**PROBLEM STATEMENT:**
Among the lines below, a stretch begins at the one with "Each instance of the skin" and ends at the one with "Each instance of the thumb". Repeat that stretch exactly, ends included.
----- DATA TO PROCESS
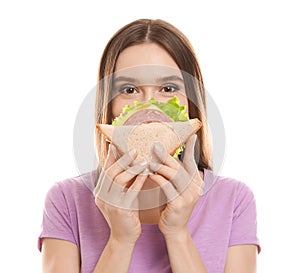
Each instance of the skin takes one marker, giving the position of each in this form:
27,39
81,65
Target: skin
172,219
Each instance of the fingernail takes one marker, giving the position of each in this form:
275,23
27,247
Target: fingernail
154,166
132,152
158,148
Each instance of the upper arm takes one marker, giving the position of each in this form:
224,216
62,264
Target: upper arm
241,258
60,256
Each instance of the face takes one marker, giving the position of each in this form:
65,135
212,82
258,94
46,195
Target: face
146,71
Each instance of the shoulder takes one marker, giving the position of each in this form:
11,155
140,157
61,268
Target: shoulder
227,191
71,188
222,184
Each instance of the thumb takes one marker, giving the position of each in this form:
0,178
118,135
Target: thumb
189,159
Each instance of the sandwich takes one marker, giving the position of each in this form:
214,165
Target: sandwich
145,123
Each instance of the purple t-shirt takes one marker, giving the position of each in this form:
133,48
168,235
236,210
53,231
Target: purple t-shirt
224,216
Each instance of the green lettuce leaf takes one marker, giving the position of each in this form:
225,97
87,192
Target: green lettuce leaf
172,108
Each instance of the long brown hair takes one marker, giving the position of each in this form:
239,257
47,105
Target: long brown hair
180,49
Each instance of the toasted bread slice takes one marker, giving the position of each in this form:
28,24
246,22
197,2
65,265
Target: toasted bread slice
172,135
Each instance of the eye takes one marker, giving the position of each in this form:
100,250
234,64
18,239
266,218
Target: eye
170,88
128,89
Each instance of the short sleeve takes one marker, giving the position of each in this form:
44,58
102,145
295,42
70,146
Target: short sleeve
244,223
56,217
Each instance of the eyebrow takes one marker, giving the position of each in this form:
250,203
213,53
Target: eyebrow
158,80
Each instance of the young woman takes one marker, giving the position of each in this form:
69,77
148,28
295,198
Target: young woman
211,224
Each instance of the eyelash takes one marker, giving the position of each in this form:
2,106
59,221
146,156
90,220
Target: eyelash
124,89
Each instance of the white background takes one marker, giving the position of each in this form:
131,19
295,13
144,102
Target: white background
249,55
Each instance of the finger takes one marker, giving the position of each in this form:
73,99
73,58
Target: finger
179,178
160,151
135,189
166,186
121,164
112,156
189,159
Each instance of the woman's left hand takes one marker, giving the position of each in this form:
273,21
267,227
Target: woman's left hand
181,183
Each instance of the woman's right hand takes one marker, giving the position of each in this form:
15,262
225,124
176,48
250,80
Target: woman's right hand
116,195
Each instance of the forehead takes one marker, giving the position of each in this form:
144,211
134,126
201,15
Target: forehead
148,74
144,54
----------
----- DATA TO PROCESS
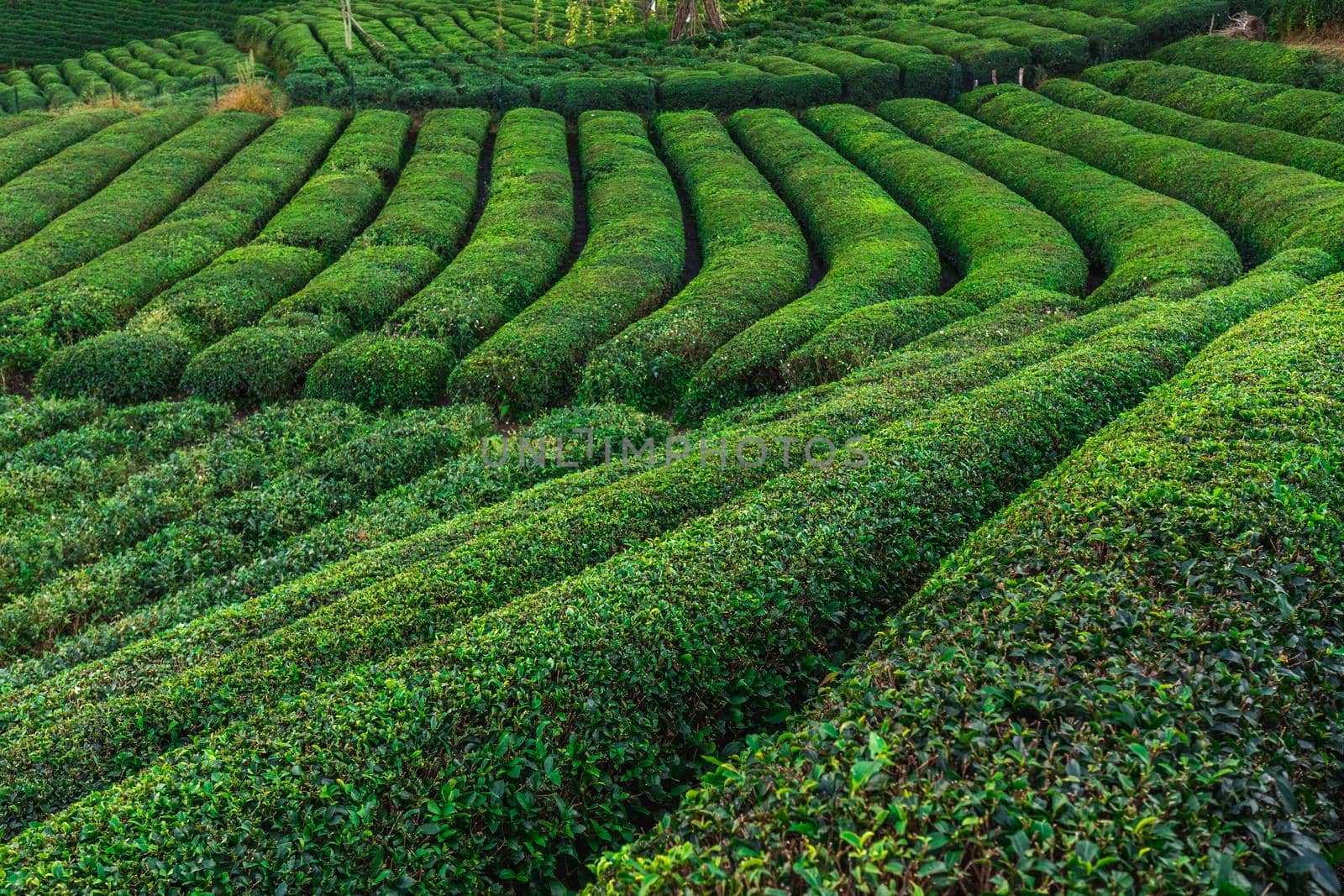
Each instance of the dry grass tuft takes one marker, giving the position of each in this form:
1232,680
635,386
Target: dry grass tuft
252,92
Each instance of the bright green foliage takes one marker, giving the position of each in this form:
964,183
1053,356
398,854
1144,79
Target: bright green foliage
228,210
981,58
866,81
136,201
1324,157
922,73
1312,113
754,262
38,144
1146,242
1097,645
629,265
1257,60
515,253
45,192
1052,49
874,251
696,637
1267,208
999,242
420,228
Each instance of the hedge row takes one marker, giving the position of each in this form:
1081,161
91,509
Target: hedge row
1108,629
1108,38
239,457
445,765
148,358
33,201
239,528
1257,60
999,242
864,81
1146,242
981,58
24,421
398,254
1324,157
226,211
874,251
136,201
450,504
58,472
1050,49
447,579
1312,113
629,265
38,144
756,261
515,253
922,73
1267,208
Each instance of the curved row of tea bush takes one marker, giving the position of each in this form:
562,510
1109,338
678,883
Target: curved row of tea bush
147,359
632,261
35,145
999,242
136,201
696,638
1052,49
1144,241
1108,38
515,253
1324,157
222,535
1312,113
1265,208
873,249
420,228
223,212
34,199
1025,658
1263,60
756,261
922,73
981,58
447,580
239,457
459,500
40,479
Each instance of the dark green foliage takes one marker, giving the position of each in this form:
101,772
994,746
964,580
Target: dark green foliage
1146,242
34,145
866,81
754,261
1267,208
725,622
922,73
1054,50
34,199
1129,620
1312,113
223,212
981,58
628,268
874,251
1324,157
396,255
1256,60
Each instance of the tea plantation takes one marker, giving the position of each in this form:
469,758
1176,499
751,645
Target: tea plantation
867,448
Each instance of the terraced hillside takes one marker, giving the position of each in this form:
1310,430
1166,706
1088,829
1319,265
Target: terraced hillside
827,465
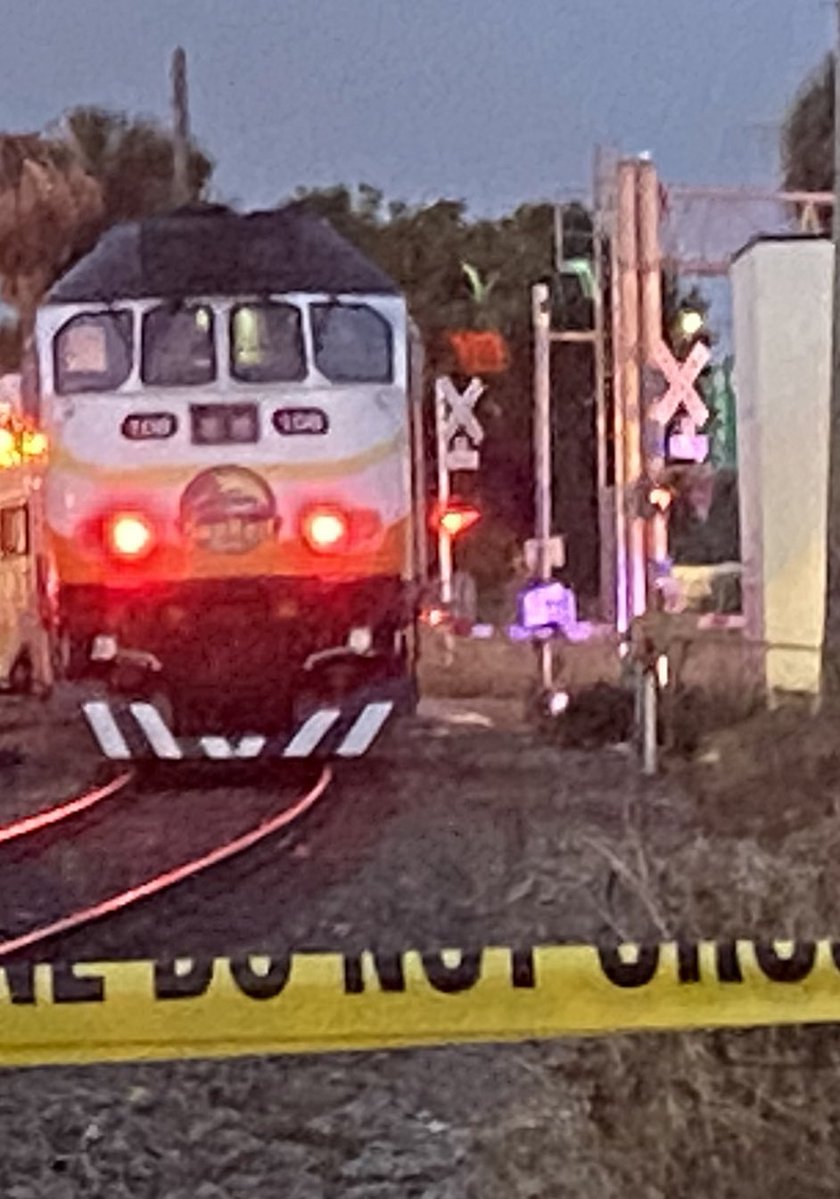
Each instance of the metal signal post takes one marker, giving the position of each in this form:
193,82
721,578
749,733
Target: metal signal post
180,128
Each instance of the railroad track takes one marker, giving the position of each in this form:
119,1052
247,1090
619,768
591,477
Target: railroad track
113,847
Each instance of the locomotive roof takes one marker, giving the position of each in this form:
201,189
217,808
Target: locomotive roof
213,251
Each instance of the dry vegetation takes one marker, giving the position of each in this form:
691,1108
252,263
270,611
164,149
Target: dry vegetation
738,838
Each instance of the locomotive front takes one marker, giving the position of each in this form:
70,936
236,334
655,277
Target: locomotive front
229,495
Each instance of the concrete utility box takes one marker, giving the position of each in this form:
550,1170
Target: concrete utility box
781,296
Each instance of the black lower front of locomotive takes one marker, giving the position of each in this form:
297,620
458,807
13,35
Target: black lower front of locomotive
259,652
----------
**WRITTEN SOLUTION:**
Each instance of the skin takes one marker, giving the position of each in this form:
27,39
81,65
Target: skin
172,219
Each instance of the fingernail takes one marker, giving the position of each in this form:
275,23
27,247
Target: fingernail
154,166
132,152
158,148
Each instance of the upper arm takes one marker, giving the position of each in this form:
224,216
62,264
Target: upper arm
241,258
60,256
Each instance of the face takes one marker, giving the position of each in this form:
65,135
212,82
258,94
46,195
Target: face
146,71
Each instance of the shoulder takes one marker, giving the position of each in this form:
11,155
140,157
61,268
Target: shoulder
227,191
71,188
222,184
Each instance of the thumb takes one marker, giving the position of each in this form:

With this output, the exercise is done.